### [EXERCISE TASK]
Reproduce the items below, changing every occurrence of "One point for each instance" to "Place one point per instance" and leaving everything else as it is. Leave the pictures out of the output.

[Point labeling items]
--- Begin ---

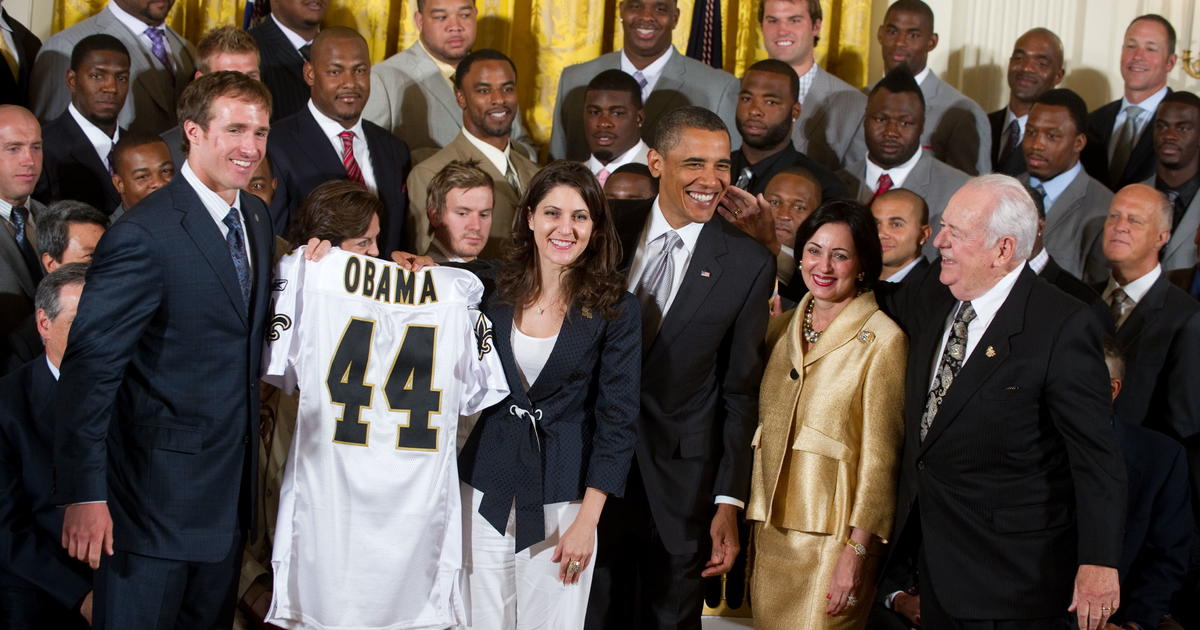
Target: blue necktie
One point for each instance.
(238, 252)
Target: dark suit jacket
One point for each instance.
(1096, 154)
(303, 159)
(585, 405)
(282, 70)
(15, 90)
(1158, 525)
(31, 552)
(1014, 163)
(71, 168)
(700, 378)
(157, 406)
(1020, 478)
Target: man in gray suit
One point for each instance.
(21, 166)
(161, 64)
(669, 78)
(1177, 174)
(957, 130)
(831, 109)
(412, 91)
(893, 125)
(1075, 204)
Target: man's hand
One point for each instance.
(87, 529)
(725, 541)
(1097, 595)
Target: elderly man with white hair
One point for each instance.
(1012, 486)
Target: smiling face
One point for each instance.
(340, 77)
(693, 175)
(489, 99)
(562, 227)
(906, 37)
(227, 153)
(893, 126)
(647, 27)
(766, 109)
(448, 28)
(829, 264)
(1051, 142)
(99, 87)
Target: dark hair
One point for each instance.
(912, 6)
(483, 54)
(862, 229)
(1069, 101)
(1165, 23)
(196, 102)
(900, 81)
(617, 81)
(54, 225)
(592, 281)
(91, 43)
(47, 297)
(334, 211)
(670, 126)
(775, 66)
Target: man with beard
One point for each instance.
(1035, 67)
(412, 91)
(78, 156)
(161, 64)
(285, 41)
(1177, 174)
(329, 139)
(486, 90)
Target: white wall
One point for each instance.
(977, 36)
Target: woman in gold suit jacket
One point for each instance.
(829, 435)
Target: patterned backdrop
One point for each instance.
(541, 36)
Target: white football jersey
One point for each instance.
(369, 533)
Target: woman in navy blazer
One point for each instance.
(541, 463)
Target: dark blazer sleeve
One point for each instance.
(744, 357)
(124, 293)
(618, 400)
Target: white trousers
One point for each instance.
(521, 591)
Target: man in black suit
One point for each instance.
(18, 51)
(1035, 69)
(1012, 487)
(78, 159)
(1120, 148)
(329, 138)
(285, 40)
(156, 418)
(40, 585)
(702, 363)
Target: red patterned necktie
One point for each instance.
(352, 166)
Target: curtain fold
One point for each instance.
(541, 36)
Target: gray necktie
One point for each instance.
(1125, 142)
(654, 287)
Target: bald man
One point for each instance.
(329, 138)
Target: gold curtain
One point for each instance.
(541, 36)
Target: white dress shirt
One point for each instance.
(985, 307)
(217, 208)
(898, 174)
(331, 129)
(99, 139)
(652, 72)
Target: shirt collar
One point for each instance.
(294, 39)
(1135, 289)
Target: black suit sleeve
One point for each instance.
(741, 364)
(123, 294)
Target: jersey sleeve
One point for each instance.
(282, 345)
(479, 369)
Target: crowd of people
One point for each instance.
(867, 358)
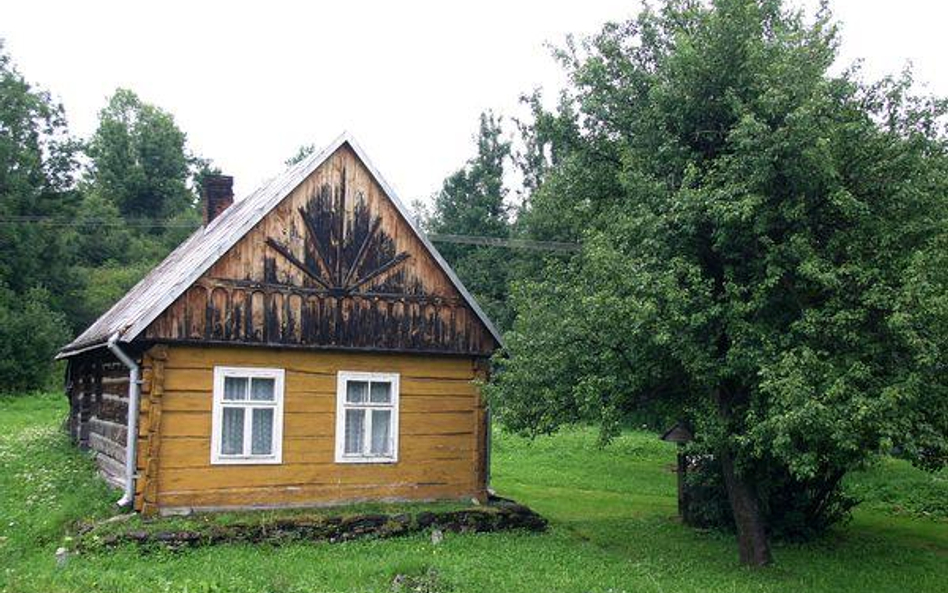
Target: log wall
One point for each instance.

--- End ---

### [FINAL ANSWER]
Target: blue necktie
Place one point per instance.
(238, 252)
Target: dark suit jacket
Place one point per instance.
(1096, 154)
(303, 159)
(585, 405)
(282, 70)
(15, 90)
(1158, 525)
(31, 552)
(1014, 163)
(71, 168)
(700, 378)
(157, 406)
(1020, 478)
Target: man in gray suit
Place one point per instance.
(21, 166)
(161, 64)
(669, 78)
(1177, 174)
(957, 130)
(831, 109)
(412, 91)
(893, 125)
(1075, 204)
Target: man's hand
Place one point per instance.
(87, 529)
(725, 541)
(1097, 595)
Target: elderly man with white hair
Place one point per instance.
(1012, 486)
Target: smiling face
Place one point per instance.
(340, 77)
(693, 175)
(489, 99)
(562, 227)
(906, 37)
(227, 153)
(893, 126)
(647, 27)
(766, 109)
(448, 28)
(829, 264)
(1051, 142)
(99, 87)
Target: dark hair
Place one point per instance.
(912, 6)
(483, 54)
(862, 229)
(1069, 101)
(1165, 23)
(196, 102)
(900, 81)
(617, 81)
(54, 225)
(592, 281)
(91, 43)
(47, 297)
(334, 211)
(670, 126)
(775, 66)
Target: man with beard
Place one point per instance.
(1035, 67)
(412, 91)
(78, 156)
(161, 64)
(285, 41)
(1177, 174)
(329, 139)
(486, 90)
Target: white wall
Place one point per instance.
(977, 36)
Target: woman in gold suit jacket
Place one point per instance.
(829, 435)
Target: patterned backdrop
Place one point per instance.
(541, 36)
Target: white football jersey
Place one point per instance.
(369, 533)
Target: woman in navy blazer
Place one point per instance.
(541, 463)
Target: dark blazer sleeve
Place one point per instance.
(744, 357)
(124, 293)
(618, 400)
Target: white trousers
Place one point per instance.
(521, 591)
Target: man in black suit
Place one point per instance.
(18, 51)
(1035, 69)
(1012, 487)
(78, 159)
(1120, 148)
(329, 138)
(285, 40)
(156, 418)
(40, 585)
(702, 363)
Target: red patterned necktie
Place one point per instance.
(352, 166)
Target: curtain fold
Place one point per instance.
(541, 36)
Target: gray necktie
Place one point per instance.
(1125, 142)
(654, 287)
Target: bald man
Place one point per instance.
(329, 138)
Target: gold curtain
Place one point per instance.
(541, 36)
Target: white dress shirt
Place one point per instance.
(985, 307)
(217, 208)
(898, 174)
(331, 129)
(99, 139)
(652, 72)
Target: shirt collar
Place one point per instance.
(294, 39)
(1135, 289)
Target: black suit sleeve
Place one point per instance.
(741, 364)
(123, 294)
Target: jersey sleeve
Place one point per instance.
(282, 345)
(479, 369)
Target: crowd of people
Place one point per instance.
(867, 358)
Target: log wall
Place one point per instance.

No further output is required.